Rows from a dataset
___

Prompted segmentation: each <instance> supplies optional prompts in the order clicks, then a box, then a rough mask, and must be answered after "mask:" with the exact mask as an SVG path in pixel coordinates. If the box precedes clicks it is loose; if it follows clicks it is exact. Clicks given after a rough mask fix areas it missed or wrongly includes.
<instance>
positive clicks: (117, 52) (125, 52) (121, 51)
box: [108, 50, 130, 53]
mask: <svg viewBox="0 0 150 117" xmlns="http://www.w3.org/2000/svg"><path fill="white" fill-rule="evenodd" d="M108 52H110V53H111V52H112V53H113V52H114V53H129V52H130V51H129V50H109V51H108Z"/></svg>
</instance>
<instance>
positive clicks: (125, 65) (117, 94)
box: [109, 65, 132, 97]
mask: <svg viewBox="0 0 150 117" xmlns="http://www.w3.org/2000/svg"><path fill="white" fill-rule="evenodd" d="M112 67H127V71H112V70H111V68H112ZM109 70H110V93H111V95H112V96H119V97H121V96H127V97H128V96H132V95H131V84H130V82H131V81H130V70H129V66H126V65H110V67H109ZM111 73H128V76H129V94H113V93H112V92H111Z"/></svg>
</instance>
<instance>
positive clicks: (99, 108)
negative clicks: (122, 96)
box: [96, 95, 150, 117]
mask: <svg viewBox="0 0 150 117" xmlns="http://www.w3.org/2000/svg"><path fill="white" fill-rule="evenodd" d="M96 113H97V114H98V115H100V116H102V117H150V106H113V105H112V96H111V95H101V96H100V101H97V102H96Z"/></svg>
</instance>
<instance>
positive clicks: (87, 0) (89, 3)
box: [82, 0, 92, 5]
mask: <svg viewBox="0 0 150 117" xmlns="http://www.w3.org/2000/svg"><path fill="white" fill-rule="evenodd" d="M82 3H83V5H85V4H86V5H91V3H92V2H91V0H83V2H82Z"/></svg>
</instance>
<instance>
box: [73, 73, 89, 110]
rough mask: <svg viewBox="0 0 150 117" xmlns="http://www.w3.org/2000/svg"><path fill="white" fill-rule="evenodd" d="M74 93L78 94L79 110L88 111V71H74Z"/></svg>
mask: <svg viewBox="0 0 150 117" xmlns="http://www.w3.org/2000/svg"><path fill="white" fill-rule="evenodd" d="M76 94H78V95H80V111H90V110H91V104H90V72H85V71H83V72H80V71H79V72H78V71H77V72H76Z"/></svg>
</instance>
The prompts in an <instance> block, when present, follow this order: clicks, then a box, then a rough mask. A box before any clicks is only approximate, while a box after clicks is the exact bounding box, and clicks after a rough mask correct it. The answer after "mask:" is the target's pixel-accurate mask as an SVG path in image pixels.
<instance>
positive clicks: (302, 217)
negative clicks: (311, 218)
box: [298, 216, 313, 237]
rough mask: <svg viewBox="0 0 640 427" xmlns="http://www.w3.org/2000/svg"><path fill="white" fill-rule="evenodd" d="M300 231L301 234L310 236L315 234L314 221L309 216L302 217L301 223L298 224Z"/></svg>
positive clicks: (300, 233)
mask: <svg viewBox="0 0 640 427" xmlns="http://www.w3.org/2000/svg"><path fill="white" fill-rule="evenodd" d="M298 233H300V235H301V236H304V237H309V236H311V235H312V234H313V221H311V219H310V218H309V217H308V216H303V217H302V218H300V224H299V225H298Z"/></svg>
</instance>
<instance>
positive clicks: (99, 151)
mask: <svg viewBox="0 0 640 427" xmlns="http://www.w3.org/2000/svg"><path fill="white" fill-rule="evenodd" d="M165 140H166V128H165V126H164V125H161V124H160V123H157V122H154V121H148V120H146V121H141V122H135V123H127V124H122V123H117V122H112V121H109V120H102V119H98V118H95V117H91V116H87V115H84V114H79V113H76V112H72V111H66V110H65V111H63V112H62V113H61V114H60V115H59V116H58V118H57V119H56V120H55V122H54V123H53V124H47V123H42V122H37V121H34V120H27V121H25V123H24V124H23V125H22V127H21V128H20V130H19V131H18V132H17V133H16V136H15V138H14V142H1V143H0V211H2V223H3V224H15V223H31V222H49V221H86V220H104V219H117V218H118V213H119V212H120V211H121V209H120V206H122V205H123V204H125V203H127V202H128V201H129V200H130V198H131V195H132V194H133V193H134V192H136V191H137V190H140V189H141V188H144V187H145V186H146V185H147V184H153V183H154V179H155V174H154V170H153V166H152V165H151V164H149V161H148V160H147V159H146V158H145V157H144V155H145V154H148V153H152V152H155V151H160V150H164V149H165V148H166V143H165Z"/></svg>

___

Requirement: Copy all the rows above word for word, from the first row through the last.

Completed task:
Prompted segmentation: each <instance> supplies optional prompts in the order clicks, then a box, then a rough mask, and must be answered after "mask:" with the exact mask as an SVG path in pixel coordinates. If the box precedes clicks it is loose; if it follows clicks it is exact. Clicks given after a rough mask fix areas it missed or wrongly includes.
<instance>
positive clicks: (117, 52) (125, 52) (121, 51)
box: [108, 50, 130, 53]
mask: <svg viewBox="0 0 150 117" xmlns="http://www.w3.org/2000/svg"><path fill="white" fill-rule="evenodd" d="M108 52H110V53H111V52H112V53H113V52H114V53H129V52H130V51H129V50H109V51H108Z"/></svg>
</instance>
<instance>
positive clicks: (125, 65) (117, 94)
box: [109, 65, 132, 97]
mask: <svg viewBox="0 0 150 117" xmlns="http://www.w3.org/2000/svg"><path fill="white" fill-rule="evenodd" d="M112 67H127V71H112V70H111V68H112ZM109 70H110V93H111V95H112V96H119V97H121V96H127V97H128V96H132V95H131V84H130V82H131V81H130V70H129V66H126V65H110V67H109ZM111 73H128V76H129V94H113V93H112V92H111Z"/></svg>
</instance>
<instance>
positive clicks: (99, 108)
negative clicks: (122, 96)
box: [96, 95, 150, 117]
mask: <svg viewBox="0 0 150 117" xmlns="http://www.w3.org/2000/svg"><path fill="white" fill-rule="evenodd" d="M96 113H97V114H98V115H100V116H102V117H150V106H113V105H112V96H111V95H101V96H100V101H97V102H96Z"/></svg>
</instance>
<instance>
positive clicks: (87, 0) (89, 3)
box: [82, 0, 92, 5]
mask: <svg viewBox="0 0 150 117" xmlns="http://www.w3.org/2000/svg"><path fill="white" fill-rule="evenodd" d="M82 3H83V5H85V4H86V5H91V3H92V2H91V0H83V2H82Z"/></svg>
</instance>
<instance>
box: [73, 73, 89, 110]
rough mask: <svg viewBox="0 0 150 117" xmlns="http://www.w3.org/2000/svg"><path fill="white" fill-rule="evenodd" d="M74 93L78 94L79 110L88 111V71H74Z"/></svg>
mask: <svg viewBox="0 0 150 117" xmlns="http://www.w3.org/2000/svg"><path fill="white" fill-rule="evenodd" d="M76 94H78V95H80V111H90V110H91V104H90V72H85V71H83V72H80V71H79V72H78V71H77V72H76Z"/></svg>
</instance>
The prompts in an <instance> block, when present, follow this order: clicks, then a box, then a rough mask. A box before any clicks is only approximate, while a box after clicks is the exact bounding box, and clicks after a rough mask correct it. The answer after "mask:" is the target's pixel-accurate mask as an SVG path in image pixels.
<instance>
positive clicks: (302, 217)
negative clicks: (311, 218)
box: [298, 216, 313, 237]
rough mask: <svg viewBox="0 0 640 427" xmlns="http://www.w3.org/2000/svg"><path fill="white" fill-rule="evenodd" d="M300 231L301 234L310 236L315 234L314 221L309 216L302 217L301 223L298 224Z"/></svg>
positive clicks: (300, 233)
mask: <svg viewBox="0 0 640 427" xmlns="http://www.w3.org/2000/svg"><path fill="white" fill-rule="evenodd" d="M298 233H300V235H301V236H304V237H309V236H311V235H312V234H313V221H311V219H310V218H309V217H308V216H303V217H302V218H300V224H299V225H298Z"/></svg>
</instance>
<instance>
positive clicks: (99, 151)
mask: <svg viewBox="0 0 640 427" xmlns="http://www.w3.org/2000/svg"><path fill="white" fill-rule="evenodd" d="M165 140H166V128H165V126H164V125H161V124H160V123H157V122H154V121H148V120H146V121H141V122H135V123H127V124H122V123H117V122H112V121H109V120H102V119H98V118H95V117H91V116H87V115H84V114H79V113H76V112H72V111H66V110H65V111H63V112H62V113H61V114H60V115H59V116H58V118H57V119H56V120H55V122H54V123H53V124H47V123H42V122H37V121H34V120H27V121H25V123H24V124H23V125H22V127H21V128H20V130H19V131H18V132H17V133H16V136H15V138H14V142H1V143H0V211H2V223H3V224H15V223H31V222H49V221H86V220H104V219H117V218H118V213H119V212H120V211H121V209H120V206H122V205H123V204H125V203H127V202H128V201H129V200H130V198H131V195H132V194H133V193H134V192H136V191H137V190H140V189H141V188H144V187H145V186H146V185H147V184H153V183H154V179H155V174H154V170H153V166H152V165H151V164H149V161H148V160H147V159H146V158H145V157H144V155H145V154H148V153H152V152H155V151H160V150H164V149H165V148H166V143H165Z"/></svg>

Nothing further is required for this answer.